INPUT DATA:

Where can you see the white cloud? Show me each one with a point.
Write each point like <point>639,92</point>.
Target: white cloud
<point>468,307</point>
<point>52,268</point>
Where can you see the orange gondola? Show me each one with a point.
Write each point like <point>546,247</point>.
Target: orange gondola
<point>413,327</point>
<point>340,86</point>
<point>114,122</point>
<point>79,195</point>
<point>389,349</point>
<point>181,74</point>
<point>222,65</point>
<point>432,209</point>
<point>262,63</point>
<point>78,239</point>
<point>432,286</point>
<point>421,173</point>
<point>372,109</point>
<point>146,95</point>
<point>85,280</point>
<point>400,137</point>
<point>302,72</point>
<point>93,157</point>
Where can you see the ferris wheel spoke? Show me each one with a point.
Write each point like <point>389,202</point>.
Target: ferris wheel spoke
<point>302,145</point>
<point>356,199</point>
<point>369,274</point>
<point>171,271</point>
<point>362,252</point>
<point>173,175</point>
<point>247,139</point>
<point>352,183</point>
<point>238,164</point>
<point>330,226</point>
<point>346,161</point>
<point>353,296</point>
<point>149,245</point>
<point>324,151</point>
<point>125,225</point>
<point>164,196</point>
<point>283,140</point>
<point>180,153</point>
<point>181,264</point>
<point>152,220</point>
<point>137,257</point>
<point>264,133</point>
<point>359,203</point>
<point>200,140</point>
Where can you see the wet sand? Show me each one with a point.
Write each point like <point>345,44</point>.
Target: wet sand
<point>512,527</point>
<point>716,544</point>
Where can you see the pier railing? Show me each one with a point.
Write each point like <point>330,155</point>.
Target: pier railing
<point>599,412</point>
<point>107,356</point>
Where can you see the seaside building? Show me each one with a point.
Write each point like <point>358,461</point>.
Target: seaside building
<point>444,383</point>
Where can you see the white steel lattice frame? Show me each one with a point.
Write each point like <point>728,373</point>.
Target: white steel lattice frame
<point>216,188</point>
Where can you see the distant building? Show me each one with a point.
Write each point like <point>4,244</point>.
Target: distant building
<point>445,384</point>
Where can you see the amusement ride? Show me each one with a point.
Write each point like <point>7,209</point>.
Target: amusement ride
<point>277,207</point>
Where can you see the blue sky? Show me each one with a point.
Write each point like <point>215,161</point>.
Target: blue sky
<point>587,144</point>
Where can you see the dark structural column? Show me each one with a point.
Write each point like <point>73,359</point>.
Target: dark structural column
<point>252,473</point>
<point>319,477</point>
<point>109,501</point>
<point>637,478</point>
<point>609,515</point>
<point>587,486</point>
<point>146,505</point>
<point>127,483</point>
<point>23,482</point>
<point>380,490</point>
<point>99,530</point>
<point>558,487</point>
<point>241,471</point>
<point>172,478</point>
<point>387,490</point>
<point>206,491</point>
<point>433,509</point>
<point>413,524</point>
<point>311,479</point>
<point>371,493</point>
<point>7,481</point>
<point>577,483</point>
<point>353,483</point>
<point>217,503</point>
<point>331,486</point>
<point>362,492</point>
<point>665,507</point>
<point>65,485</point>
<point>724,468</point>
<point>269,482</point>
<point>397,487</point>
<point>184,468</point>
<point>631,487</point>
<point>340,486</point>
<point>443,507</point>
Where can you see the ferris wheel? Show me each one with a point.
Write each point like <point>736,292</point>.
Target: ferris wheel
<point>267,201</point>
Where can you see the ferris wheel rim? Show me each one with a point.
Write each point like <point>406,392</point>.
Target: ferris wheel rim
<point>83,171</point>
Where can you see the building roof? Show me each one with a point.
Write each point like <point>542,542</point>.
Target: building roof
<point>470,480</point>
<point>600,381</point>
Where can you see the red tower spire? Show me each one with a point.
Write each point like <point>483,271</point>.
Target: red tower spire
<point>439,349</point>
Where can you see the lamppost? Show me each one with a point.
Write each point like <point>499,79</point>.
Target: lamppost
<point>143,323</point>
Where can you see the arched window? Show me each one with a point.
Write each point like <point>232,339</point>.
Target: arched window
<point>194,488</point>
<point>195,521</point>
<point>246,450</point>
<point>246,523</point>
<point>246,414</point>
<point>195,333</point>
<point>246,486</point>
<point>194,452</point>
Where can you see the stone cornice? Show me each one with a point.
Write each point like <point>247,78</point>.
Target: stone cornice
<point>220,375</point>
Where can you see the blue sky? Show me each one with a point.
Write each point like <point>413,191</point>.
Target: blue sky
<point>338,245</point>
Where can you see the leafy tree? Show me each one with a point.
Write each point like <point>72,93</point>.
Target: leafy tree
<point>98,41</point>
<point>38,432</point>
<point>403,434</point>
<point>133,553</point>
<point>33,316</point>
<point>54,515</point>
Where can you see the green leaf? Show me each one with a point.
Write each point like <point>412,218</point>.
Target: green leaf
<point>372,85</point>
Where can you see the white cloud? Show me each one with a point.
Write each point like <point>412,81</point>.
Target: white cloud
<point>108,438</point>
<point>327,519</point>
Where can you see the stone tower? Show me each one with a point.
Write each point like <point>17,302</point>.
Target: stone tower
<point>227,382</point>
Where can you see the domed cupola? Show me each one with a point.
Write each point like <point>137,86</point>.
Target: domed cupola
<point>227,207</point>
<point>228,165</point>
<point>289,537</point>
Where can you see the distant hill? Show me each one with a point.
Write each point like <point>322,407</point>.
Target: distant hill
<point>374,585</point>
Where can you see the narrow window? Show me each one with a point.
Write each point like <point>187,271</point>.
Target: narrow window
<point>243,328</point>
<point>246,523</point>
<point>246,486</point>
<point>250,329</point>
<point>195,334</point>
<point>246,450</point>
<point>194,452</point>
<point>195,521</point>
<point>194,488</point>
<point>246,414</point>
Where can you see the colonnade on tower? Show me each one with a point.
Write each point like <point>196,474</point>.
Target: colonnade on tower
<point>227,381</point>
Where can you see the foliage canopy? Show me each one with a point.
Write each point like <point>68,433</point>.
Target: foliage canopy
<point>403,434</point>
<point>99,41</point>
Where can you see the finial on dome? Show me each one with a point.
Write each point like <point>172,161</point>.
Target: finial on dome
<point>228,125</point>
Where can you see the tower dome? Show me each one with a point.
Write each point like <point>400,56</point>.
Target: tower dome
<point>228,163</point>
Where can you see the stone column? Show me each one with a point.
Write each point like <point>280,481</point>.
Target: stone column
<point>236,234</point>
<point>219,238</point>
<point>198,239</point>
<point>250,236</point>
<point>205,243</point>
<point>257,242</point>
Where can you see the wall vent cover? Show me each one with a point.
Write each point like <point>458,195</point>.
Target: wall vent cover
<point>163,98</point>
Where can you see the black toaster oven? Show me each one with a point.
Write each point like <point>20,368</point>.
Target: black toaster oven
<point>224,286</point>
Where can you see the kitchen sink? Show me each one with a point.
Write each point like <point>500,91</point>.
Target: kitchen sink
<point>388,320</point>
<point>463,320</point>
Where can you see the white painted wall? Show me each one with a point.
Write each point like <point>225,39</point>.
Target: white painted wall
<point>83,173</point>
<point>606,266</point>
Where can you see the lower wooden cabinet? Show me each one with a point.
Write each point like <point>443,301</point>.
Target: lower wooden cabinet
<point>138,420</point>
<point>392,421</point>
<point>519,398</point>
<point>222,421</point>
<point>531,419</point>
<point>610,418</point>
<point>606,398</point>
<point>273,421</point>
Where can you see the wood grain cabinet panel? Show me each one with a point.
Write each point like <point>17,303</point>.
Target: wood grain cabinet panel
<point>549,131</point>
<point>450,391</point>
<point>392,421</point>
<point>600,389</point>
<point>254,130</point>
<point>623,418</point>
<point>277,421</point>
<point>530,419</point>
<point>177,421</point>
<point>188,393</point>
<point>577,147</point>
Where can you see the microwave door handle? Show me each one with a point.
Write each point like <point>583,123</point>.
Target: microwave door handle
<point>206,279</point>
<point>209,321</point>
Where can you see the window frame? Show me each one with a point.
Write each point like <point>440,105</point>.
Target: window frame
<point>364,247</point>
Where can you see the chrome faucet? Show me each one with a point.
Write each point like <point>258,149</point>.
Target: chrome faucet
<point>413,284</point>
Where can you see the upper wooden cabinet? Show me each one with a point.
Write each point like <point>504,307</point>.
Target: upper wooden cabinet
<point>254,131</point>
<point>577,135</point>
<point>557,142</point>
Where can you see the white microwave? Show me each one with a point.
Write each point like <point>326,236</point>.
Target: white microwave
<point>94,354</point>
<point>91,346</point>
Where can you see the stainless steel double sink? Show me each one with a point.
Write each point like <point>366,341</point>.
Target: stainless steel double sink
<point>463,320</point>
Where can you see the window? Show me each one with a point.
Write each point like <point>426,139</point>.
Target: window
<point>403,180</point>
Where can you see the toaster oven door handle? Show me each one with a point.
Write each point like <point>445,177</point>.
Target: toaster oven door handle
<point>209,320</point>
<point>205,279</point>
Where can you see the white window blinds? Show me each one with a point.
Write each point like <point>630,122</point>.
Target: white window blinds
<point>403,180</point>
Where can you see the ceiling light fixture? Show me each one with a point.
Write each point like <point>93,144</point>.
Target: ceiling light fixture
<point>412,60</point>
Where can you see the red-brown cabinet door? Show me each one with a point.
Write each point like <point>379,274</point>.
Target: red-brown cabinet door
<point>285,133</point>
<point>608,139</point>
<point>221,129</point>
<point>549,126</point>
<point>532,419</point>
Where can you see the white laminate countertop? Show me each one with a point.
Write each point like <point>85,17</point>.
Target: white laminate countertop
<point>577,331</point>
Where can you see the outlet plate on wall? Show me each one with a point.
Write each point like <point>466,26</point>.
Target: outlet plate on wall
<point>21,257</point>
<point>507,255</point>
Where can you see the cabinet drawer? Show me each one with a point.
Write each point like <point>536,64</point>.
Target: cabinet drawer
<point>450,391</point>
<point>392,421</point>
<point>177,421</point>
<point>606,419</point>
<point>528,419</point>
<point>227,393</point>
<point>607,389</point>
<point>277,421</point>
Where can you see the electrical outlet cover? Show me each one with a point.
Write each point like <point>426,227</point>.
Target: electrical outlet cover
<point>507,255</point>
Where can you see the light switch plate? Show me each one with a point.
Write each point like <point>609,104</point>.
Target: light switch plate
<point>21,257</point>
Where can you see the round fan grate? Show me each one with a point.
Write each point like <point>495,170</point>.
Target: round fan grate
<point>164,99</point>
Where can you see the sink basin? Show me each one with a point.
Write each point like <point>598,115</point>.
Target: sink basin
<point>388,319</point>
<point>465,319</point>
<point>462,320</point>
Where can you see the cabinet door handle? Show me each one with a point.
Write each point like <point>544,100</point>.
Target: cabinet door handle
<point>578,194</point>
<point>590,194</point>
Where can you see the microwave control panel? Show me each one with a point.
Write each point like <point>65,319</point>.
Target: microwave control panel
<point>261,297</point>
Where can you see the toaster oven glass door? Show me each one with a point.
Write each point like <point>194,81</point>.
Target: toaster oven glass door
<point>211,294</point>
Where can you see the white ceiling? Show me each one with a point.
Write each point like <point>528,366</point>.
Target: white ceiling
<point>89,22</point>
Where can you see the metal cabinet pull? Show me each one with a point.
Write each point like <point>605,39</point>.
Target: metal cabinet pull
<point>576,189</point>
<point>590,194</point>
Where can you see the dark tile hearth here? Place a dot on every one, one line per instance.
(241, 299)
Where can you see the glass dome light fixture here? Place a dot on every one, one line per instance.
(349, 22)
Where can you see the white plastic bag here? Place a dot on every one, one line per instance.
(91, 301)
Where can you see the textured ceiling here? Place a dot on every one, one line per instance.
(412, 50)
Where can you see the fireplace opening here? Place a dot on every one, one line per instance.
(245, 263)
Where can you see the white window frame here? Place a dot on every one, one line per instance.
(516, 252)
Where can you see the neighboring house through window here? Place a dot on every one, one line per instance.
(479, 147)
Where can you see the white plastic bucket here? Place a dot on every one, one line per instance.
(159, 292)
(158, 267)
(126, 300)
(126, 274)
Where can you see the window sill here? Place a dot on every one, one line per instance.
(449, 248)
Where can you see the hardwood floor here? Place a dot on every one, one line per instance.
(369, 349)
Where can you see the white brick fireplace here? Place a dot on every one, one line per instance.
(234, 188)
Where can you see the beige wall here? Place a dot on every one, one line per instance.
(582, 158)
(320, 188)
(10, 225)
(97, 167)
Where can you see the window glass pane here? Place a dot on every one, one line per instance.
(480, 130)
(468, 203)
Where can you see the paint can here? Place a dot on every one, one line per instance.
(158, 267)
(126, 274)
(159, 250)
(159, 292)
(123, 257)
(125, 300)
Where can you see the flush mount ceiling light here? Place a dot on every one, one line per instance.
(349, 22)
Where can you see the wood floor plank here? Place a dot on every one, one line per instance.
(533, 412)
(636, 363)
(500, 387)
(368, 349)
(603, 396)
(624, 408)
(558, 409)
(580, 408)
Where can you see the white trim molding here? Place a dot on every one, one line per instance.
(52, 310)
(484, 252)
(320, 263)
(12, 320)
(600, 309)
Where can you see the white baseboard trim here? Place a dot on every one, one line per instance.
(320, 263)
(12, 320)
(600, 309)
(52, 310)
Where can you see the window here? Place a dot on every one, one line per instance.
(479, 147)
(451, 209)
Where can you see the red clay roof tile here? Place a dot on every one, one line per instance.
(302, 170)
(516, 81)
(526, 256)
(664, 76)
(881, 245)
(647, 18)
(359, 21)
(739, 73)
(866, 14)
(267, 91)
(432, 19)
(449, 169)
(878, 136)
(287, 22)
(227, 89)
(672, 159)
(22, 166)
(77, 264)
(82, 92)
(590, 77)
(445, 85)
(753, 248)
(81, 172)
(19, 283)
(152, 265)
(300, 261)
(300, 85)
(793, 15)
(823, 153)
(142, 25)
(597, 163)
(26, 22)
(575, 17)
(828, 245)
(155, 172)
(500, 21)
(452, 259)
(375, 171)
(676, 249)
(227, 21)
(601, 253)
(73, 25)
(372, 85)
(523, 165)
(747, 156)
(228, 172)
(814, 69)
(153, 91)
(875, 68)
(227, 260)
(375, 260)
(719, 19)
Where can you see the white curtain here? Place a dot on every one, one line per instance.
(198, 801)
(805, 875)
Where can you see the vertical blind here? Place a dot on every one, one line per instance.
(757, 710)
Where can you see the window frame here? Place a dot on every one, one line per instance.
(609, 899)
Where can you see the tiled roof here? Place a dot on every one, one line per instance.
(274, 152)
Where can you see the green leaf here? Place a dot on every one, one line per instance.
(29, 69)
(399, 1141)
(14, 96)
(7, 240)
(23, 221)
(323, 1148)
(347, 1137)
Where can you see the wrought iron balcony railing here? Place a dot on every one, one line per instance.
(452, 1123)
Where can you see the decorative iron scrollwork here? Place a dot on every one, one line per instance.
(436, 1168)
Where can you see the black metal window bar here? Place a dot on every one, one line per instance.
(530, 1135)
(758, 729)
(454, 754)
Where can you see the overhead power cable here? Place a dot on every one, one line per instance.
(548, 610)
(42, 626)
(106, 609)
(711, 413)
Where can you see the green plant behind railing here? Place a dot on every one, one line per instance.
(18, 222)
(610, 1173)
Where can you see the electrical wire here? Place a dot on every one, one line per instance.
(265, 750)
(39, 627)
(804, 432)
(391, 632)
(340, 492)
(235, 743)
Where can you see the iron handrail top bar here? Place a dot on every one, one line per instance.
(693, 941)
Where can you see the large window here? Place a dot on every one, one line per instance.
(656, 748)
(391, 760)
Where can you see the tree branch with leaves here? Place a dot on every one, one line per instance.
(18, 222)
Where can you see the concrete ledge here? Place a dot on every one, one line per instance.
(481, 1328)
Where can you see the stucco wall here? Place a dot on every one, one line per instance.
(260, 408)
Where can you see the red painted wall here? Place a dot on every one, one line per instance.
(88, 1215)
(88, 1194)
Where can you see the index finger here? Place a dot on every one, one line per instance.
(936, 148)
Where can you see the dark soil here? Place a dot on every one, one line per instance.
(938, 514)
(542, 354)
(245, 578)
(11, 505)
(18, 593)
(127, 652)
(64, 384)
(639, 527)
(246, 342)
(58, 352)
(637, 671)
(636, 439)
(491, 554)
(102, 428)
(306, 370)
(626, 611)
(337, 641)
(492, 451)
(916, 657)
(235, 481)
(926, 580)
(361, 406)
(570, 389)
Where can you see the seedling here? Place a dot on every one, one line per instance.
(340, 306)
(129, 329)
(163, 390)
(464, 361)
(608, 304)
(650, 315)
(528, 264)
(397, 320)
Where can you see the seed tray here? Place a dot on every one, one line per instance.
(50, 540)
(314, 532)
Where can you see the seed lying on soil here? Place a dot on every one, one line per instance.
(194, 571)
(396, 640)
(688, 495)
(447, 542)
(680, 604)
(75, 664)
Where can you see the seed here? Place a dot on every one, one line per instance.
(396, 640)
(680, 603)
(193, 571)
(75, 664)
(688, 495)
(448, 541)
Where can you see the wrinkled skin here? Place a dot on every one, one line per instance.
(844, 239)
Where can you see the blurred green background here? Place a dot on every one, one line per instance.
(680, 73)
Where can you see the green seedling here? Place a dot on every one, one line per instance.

EXERCISE BRIEF: Retype the portion of the data above that starts on the line with "Target: ferris wheel rim" and finishes on the line with "Where can you see the arched", including both of those lines.

WRITTEN SOLUTION:
Target: ferris wheel rim
<point>83,171</point>
Where can you see the building roof? Show me each one with a point.
Write each point like <point>542,542</point>.
Target: building roof
<point>470,480</point>
<point>600,381</point>
Where can you see the red tower spire? Show me each one with a point.
Write each point like <point>483,271</point>.
Target: red tower spire
<point>439,349</point>
Where can you see the lamppost? Show me each one with a point.
Write each point like <point>499,79</point>.
Target: lamppost
<point>143,323</point>
Where can you see the arched window? Show me each one with a point.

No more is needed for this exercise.